通行料徴収プログラムの記事にある次の一文を英語に訳してください。「米国ニューヨーク(NY)州のキャシー・ホークル知事(民主党)は6月5日、NY州の都市交通局(MTA)に対し、労働階級と中流家庭の市民にさらなる負担をかけるのを避けるため、通行料徴収プログラム(congestion pricing)の導入を無期限で一時中止するよう指示したと発表した。」

*読解用の文章*:
"""
米ニューヨーク州知事、マンハッタン中心部通行料徴収プログラム導入の無期限の一時中止を発表
(米国)
ニューヨーク発
2024年06月10日
米国ニューヨーク(NY)州のキャシー・ホークル知事(民主党)は6月5日、NY州の都市交通局(MTA)に対し、労働階級と中流家庭の市民にさらなる負担をかけるのを避けるため、通行料徴収プログラム(congestion pricing)の導入を無期限で一時中止するよう指示したと発表した。
この通行料徴収プログラムは、NY市マンハッタン区の60丁目以南の中心部(CBD)に入る乗用車に最低15ドルの基本料金を課すもので、2023年12月6日にMTAの委員会が賛成多数で可決し(2023年12月12日記事参照)、6月30日から適用する予定だった。
"""
*提供された行*:
"""
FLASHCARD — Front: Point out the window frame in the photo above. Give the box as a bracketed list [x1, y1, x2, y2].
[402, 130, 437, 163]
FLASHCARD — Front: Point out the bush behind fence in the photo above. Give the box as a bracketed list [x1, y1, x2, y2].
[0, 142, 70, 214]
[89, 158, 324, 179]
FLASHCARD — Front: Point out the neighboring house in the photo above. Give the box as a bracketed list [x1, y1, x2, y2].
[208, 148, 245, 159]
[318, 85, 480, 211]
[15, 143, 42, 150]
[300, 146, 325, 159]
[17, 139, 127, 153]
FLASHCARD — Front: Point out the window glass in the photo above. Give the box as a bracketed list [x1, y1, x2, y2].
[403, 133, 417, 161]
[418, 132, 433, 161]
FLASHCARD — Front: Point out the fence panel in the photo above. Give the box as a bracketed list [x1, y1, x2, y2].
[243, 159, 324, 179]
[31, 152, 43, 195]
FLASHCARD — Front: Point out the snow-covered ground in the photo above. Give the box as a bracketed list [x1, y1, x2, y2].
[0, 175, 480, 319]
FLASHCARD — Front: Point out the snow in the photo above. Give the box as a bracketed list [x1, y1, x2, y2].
"""
*解答*:
On June 5, Governor Kathy Hochul (Democrat) of New York (NY) State in the United States announced that the governor had directed NY State's Metropolitan Transportation Authority (MTA) to indefinitely pause the introduction of the congestion pricing program, in order to avoid placing a further burden on working-class and middle-class citizens.